INSTRUCTIONS TO FOLLOW:
Write out the data below line for line, with no changes.

-- start INPUT ROWS --

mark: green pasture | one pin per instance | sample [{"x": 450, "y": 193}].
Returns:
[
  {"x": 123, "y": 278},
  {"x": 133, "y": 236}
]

-- end INPUT ROWS --

OUTPUT BELOW:
mark: green pasture | one pin per instance | sample [{"x": 450, "y": 193}].
Returns:
[
  {"x": 123, "y": 278},
  {"x": 133, "y": 236}
]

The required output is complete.